(Pasaje citado):
--------------------------------
El libro entero trabaja sobre la siguiente paradoja: Juan
José Castelli, el orador de la revolución, muere enfermo por un cáncer de
lengua, sin poder hablar. La escena en donde casi toda la novela transcurre la
constituye el juicio que el entonces gobierno de Buenos Aires le hace a
Castelli, acusado de múltiples e igualmente ridículos delitos. El vocero de la
revolución, el enviado por la primera junta a la campaña al Alto Perú, es
juzgado por el mismo proyecto que había ayudado a construir.
Toda la novela recorre esta contradicción, la que hace que
los revolucionarios carezcan de revolución, la que tiende a condenar y marginar
a los patriotas más radicales. En este mismo sentido el personaje de Castelli
recuerda a Mariano Moreno, muerto en circunstancias más que dudosas en alta
mar; entabla diálogos constantes con su primo Belgrano, abandonado por el
gobierno porteño, y comparte ajedreces con Monteagudo, asesinado varios años
después en Lima.
Castelli, enfermo y sometido a un juicio que nunca
concluirá, se pregunta qué juró aquel 25 de mayo en el cabildo abierto. Se
pregunta qué les faltó para que la realidad venciera a la utopía, qué es lo que
hizo que la revolución tal como la habían concebido fuera más parecida a un
sueño eterno que a una realidad concreta.
El revolucionario Juan José Castelli, después de darle a la
causa criolla los argumentos para derrotar a los españoles en el Cabildo
Abierto del 22 de mayo de 1810 y tras una dura campaña al frente del Ejército
del Norte, es desplazado del poder y muere, solo y empobrecido. Andrés Rivera
imagina unos textos desgarrados y escépticos que Castelli escribe en cuadernos
privados e intercalando otras voces y una narración lúcida y precisa, el autor
arroja una nueva mirada sobre la historia.
--------------------------------
(Datos):
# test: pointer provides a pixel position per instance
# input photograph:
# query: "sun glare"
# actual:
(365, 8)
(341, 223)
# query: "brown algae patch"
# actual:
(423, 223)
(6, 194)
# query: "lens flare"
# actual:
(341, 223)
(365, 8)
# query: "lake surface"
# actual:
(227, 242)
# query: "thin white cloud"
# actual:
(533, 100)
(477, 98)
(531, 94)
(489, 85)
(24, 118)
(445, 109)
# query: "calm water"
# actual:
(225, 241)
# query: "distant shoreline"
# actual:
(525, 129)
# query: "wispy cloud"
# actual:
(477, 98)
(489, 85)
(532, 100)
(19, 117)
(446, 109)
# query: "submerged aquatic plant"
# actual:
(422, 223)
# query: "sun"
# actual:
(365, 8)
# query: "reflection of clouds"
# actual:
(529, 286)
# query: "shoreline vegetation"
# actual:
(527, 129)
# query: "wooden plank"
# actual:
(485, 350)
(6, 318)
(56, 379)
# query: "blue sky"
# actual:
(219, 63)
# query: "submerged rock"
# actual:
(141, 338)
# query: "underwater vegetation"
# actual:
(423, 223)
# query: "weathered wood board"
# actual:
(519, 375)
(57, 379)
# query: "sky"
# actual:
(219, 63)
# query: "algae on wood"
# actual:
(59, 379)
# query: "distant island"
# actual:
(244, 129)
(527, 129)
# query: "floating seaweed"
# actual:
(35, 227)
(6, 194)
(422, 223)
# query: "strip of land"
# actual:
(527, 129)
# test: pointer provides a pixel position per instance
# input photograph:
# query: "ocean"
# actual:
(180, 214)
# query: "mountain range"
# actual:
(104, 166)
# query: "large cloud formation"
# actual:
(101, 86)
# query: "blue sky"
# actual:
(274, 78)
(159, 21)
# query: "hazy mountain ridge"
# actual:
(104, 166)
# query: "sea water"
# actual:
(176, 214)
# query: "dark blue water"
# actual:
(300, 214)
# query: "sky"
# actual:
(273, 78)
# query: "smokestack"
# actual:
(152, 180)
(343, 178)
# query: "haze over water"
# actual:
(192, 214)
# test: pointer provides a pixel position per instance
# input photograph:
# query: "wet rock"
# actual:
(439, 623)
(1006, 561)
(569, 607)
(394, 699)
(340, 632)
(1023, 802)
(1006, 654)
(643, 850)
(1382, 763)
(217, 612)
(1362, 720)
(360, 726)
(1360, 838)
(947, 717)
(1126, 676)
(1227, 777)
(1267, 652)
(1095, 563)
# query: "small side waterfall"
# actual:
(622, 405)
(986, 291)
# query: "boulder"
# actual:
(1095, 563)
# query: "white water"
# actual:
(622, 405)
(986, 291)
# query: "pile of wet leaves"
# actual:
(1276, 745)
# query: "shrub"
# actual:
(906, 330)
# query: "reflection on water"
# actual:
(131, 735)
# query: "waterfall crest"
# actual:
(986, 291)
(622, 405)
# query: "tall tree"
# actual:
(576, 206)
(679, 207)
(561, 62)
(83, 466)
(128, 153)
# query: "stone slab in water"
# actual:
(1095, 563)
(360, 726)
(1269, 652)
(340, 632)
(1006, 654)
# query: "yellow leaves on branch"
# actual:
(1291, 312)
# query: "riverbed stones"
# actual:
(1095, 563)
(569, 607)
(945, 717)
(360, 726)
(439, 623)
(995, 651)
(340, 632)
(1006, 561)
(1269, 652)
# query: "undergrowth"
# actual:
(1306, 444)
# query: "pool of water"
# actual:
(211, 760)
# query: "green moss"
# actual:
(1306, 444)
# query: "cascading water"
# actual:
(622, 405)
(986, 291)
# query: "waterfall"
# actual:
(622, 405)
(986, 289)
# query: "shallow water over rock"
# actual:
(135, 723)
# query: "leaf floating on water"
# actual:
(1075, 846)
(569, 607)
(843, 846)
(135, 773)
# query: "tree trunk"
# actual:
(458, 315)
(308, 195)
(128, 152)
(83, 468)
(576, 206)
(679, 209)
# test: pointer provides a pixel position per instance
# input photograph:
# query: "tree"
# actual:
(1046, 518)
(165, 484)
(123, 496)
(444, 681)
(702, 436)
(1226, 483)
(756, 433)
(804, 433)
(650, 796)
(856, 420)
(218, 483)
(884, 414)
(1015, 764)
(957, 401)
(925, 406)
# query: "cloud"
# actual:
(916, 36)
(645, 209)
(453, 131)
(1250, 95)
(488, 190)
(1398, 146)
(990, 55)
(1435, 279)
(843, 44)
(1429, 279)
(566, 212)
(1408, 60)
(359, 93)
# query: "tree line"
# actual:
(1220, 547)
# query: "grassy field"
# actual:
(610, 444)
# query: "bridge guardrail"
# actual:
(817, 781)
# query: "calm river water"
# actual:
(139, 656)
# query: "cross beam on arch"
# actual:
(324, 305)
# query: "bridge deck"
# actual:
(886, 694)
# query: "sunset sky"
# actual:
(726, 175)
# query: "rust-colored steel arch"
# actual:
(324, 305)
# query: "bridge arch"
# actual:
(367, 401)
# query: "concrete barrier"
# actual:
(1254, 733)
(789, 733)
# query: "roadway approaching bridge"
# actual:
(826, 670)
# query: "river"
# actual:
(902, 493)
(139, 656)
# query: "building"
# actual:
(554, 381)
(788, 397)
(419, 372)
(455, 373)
--------------------------------
(Instrucciones de la tarea): Según el pasaje citado, ¿de qué enfermedad muere Castelli?

(Solución del ejercicio): De un cáncer de lengua.